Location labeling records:
──────────────────────────────
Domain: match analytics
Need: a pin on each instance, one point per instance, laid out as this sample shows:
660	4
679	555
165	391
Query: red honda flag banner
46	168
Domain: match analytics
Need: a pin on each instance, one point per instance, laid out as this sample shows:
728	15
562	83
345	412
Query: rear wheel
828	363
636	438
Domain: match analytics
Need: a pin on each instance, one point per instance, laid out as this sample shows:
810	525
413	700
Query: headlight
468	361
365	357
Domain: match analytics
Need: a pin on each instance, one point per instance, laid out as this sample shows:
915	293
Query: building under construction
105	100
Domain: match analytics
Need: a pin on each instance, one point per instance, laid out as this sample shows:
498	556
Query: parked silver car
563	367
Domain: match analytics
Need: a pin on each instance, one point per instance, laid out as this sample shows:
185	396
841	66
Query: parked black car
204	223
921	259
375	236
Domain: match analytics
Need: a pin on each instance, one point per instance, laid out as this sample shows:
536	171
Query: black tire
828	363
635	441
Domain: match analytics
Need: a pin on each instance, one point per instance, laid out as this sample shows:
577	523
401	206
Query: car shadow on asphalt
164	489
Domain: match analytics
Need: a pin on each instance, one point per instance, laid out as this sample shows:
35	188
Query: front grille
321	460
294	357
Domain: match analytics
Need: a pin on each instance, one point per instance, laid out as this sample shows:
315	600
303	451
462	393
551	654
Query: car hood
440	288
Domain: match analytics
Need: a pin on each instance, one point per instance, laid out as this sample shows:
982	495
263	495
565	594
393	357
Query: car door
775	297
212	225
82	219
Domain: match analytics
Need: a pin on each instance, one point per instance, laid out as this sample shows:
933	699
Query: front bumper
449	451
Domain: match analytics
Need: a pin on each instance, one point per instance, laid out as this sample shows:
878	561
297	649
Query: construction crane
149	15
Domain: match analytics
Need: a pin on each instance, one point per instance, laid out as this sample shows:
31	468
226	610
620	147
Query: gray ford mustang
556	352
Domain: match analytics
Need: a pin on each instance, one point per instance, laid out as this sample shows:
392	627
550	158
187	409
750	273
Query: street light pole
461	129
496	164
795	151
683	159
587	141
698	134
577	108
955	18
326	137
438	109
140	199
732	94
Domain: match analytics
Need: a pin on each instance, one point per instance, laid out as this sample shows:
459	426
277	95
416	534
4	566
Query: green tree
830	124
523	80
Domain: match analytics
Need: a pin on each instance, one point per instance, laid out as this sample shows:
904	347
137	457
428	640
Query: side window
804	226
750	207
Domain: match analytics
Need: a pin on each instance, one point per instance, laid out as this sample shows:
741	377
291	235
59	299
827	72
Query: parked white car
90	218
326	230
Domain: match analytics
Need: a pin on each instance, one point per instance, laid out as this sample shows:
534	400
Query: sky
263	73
──────────────────────────────
Make an exact copy of all the data.

Domain: match analytics
Need: a pin on each instance, one point per instance, laid out as this sample shows:
660	4
679	555
165	391
Query: red honda flag banner
46	168
Domain: match analytics
Need: a pin on each instance, one point per instance, laid out as this sample shows:
728	15
562	83
345	412
Query: rear wheel
828	363
636	438
Domain: match analytics
Need: a pin on each instance, one point per instance, laid out as this sample shows:
810	525
413	700
Query: headlight
468	361
365	357
Domain: match analytics
Need: a pin on each instance, one point per instance, laid out as this sample shows:
915	293
Query: building under construction
105	100
Domain: match analytics
Need: a pin on each instance, one point per instance, laid out as this sample shows:
498	556
Query: parked silver car
563	367
Domain: match analytics
Need: a pin on each instance, one point per instance, laid out as this sample shows:
185	396
841	66
Query: parked black car
204	223
921	259
375	236
Domain: match analytics
Need: a pin on each instance, one point per instance, laid out as this sample shows:
536	171
Query: black tire
828	363
635	441
Domain: match analytics
Need: a pin on each instance, one point per instance, laid out as this sample shows:
577	523
401	206
Query: car shadow on asphalt
164	489
Domain: match analytics
Need: a pin on each instance, one point per instance, laid out as this sample shows:
35	188
Query: front grille
321	460
294	357
Domain: match analytics
Need: a pin on each instance, one point per instance, laid out as this sample shows:
315	600
303	451
462	393
551	654
Query: car hood
440	288
Domain: match analytics
Need: a pin on each instance, one point per instance, laid out as this sample shows:
982	495
263	495
565	594
393	357
Query: car door
775	297
212	225
82	219
Domain: match analytics
Need: a pin on each instance, one point per instance, laid out as this sample shows:
933	699
Query: front bumper
449	451
Domain: match analytics
Need: a pin on each instance, one point per instance, laid out as this sample shows:
878	561
297	649
Query: construction crane
149	15
Domain: match analytics
Need: a pin on each instance, one point per instance, laid out as this sample shows:
31	468
226	610
620	147
Query: gray ford mustang
556	352
Domain: match analytics
Need: a pin on each instance, one point per instance, laid out as this sample shows:
392	627
550	158
187	409
750	273
Query: street light pole
461	129
496	164
795	151
683	159
587	141
698	134
577	108
955	18
326	137
438	109
140	199
732	94
Domain: match analytics
Need: a pin on each instance, one point per instance, laid out as this sample shows:
459	426
277	95
416	534
4	566
Query: green tree
830	124
523	80
Domain: match analytics
Need: a pin on each instance, one point per instance, laid out as this sample shows:
904	347
137	457
428	640
Query: side window
804	226
750	207
Domain: match analytics
Need: a pin on each instance, one point per instance, laid out as this sample shows:
741	377
291	235
59	299
827	72
Query: parked white car
90	218
326	230
Domain: match analytics
Need: a pin on each instance, one point per instance, laid out as this sample shows:
534	400
Query: sky
263	73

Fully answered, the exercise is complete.